1. An intercomponent seal arrangement (200) for a gas turbine engine (10) having a principal rotational axis (Y-Y'), the intercomponent seal arrangement (200) comprising:

a plurality of wall segments (70) extending circumferentially and disposed adjacent to each other about the principal rotational axis (Y-Y') of the gas turbine engine (10), adjacent wall segments (70) from the plurality of wall segments (70) comprising opposing first and second end wall portions (40, 50) which define a gap (80) therebetween, wherein the gap (80) comprises a saddle portion (35) which faces radially outwards and comprises a first sealing face (41) on the first end wall portion (40) and a second sealing face (51) on the second end wall portion (50); and

an intercomponent seal (30) located at least partially within the saddle portion (35) and comprising at least a first contact point (42), a second contact point (52), and a third contact point (62) radially inwards from the first and second contact points (42, 52), wherein the first contact point (42) contacts the first sealing face (41) along a length of the saddle portion (35), the second contact point (52) contacts the second sealing face (51) along the length of the saddle portion (35), and the third contact point (62) contacts one of the first and second sealing faces (41, 51) along the length of the saddle portion (35) radially inwards from the first and second contact points (42, 52).

__Material shown__:

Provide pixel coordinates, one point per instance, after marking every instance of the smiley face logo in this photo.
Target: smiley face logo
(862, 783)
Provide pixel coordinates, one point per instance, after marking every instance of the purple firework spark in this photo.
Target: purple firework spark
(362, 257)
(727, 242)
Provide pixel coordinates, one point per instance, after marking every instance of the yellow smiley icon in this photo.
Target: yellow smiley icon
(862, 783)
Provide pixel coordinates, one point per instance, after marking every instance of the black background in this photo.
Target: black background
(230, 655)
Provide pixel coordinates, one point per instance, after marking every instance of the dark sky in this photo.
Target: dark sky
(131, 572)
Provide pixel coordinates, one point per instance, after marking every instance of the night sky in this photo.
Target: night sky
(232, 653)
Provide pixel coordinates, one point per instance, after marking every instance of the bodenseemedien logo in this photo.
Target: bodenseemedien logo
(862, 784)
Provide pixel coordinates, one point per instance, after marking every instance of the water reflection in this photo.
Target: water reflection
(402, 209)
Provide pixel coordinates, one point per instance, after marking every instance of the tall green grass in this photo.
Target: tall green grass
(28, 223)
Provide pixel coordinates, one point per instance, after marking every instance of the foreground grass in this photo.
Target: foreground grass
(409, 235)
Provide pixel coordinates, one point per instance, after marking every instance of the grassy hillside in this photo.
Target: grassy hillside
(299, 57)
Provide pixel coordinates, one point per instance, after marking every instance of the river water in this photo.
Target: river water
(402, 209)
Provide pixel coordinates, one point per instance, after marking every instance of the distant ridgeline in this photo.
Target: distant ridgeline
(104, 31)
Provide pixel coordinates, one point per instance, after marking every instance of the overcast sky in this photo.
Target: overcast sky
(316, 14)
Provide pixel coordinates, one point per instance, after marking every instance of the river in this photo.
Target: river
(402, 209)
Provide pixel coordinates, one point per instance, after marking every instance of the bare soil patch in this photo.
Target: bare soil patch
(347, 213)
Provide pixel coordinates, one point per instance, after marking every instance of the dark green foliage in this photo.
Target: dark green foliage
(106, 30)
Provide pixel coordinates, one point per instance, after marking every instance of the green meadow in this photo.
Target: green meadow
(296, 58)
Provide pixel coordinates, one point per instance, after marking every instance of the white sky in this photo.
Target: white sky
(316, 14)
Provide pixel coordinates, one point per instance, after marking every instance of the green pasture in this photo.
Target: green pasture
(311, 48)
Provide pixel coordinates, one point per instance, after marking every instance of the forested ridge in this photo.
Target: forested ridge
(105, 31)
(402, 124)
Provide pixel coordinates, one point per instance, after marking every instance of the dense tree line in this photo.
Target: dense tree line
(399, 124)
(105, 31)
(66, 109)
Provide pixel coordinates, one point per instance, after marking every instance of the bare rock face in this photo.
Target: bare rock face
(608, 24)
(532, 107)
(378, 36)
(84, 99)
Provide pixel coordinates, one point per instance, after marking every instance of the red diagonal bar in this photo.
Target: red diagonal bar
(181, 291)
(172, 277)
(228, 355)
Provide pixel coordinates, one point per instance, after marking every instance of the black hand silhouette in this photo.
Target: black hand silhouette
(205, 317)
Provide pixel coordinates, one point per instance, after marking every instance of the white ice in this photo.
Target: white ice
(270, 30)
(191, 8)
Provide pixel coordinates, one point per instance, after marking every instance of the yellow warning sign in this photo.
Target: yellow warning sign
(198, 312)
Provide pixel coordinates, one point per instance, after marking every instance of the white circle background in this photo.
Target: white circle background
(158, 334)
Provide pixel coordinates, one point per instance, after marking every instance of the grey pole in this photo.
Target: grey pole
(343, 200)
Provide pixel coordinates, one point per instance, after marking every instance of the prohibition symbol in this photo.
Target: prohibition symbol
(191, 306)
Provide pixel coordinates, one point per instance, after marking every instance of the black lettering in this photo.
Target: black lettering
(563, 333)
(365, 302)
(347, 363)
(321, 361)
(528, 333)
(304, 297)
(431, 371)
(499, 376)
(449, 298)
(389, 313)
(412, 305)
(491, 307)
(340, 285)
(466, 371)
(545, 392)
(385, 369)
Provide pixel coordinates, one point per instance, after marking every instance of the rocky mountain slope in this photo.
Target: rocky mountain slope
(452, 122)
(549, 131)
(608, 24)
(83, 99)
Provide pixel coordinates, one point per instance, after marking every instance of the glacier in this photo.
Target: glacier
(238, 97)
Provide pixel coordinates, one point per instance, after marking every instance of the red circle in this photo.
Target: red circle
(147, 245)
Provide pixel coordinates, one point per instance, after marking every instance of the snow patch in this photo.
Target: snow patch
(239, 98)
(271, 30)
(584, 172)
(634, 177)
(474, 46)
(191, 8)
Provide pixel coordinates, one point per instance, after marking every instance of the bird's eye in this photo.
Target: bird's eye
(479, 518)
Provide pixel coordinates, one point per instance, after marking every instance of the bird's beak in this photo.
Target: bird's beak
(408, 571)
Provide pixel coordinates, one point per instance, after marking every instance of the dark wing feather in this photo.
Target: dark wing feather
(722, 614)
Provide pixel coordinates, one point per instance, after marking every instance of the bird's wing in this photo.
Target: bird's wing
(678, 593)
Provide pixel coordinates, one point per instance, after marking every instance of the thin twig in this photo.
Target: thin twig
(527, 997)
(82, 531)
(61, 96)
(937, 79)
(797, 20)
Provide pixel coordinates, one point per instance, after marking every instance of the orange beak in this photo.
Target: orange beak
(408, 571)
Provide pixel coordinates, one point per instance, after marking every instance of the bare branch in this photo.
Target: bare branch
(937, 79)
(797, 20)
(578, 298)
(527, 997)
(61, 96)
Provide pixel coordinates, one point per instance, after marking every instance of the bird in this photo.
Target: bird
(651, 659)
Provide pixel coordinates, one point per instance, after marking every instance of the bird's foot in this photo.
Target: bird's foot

__Direction 1__:
Condense the paragraph of the seal claim above that begins "an intercomponent seal (30) located" into a short bulleted list, keeping its main facts.
__Direction 2__:
Report every line in the rows above that contains the word "distant".

__Exercise result 1__:
- The intercomponent seal (30) sits at least partially within the saddle portion (35).
- It has at least three contact points: a first (42), a second (52), and a third (62). The third lies radially inwards from the other two.
- The first contact point touches the first sealing face (41) along the length of the saddle portion.
- The second contact point touches the second sealing face (51) along that length.
- The third contact point touches either the first or the second sealing face (41, 51) along that length, radially inwards from the first and second contact points.

__Exercise result 2__:
Provide pixel coordinates, one point per instance, after marking every instance of the distant ridgeline in this photo.
Target: distant ridgeline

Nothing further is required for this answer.